> Excerto do texto:
- - - -

Ilha da Madeira, 2015. Fotografia de Ermelinda Toscano.
«No início
do seu segundo mandato como Presidente da República, Jorge Sampaio considerou-a
imprescindível para o desenvolvimento da democracia. No XIII Congresso da ANMP,
em 2002, os autarcas exigiram-na. A ANAFRE reclama-a. Com mais ou menos
destaque, todos os partidos políticos a elegem como uma prioridade. Os programas
dos sucessivos Governos classificam-na como fundamental. É ela a
DESCENTRALIZAÇÃO! O rosto de uma profunda mudança no desenho dos limites geográfico
internos do país, que uns dizem ser o bastante, e outros clamam que deve ir até
à autonomia prevista na Constituição com a criação das regiões administrativas.

- - - -

> Dados brutos:

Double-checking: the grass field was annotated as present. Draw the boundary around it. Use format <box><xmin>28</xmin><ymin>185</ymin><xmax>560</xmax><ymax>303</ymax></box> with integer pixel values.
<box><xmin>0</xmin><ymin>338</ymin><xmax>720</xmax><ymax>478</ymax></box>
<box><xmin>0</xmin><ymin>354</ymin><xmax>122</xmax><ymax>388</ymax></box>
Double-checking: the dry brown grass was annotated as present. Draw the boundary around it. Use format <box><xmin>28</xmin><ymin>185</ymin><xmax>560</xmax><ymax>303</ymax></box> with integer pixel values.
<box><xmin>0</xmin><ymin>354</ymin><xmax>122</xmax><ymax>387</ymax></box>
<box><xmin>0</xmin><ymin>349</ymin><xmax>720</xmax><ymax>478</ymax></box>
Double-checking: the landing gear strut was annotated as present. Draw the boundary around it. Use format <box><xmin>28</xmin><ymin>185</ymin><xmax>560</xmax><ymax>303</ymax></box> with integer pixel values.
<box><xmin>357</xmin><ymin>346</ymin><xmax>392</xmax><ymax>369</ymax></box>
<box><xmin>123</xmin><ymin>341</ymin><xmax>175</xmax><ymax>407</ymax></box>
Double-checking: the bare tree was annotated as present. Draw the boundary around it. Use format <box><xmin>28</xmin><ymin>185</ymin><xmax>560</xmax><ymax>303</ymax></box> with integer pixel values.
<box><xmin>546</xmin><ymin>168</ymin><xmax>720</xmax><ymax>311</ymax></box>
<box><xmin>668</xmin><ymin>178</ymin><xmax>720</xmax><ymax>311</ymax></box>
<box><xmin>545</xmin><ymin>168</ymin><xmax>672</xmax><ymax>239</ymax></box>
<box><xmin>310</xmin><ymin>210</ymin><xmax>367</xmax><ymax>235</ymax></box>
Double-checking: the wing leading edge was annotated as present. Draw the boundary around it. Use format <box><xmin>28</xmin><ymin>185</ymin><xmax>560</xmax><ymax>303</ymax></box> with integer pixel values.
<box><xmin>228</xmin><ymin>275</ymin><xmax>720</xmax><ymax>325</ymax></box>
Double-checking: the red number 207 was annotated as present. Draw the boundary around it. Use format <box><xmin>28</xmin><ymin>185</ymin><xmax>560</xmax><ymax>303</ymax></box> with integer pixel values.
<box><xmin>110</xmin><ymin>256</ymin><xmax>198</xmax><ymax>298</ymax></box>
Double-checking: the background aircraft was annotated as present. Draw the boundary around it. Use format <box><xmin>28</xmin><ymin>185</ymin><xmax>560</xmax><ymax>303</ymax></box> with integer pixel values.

- - - -

> O que se pede:
Reescreva em forma de lista o parágrafo do excerto sobre a descentralização que começa por «No início do seu segundo mandato», mantendo os factos principais.

> Tarefa concluída:
- Jorge Sampaio, no início do seu segundo mandato como Presidente da República, considerou a descentralização imprescindível para o desenvolvimento da democracia.
- No XIII Congresso da ANMP, em 2002, os autarcas exigiram-na.
- A ANAFRE reclama-a.
- Todos os partidos políticos a elegem como prioridade, com mais ou menos destaque.
- Os programas dos sucessivos Governos classificam-na como fundamental.
- A descentralização representa uma profunda mudança na delimitação territorial interna do país.
- Uns consideram essa mudança suficiente. Outros defendem que deve ir até à autonomia prevista na Constituição, com a criação das regiões administrativas.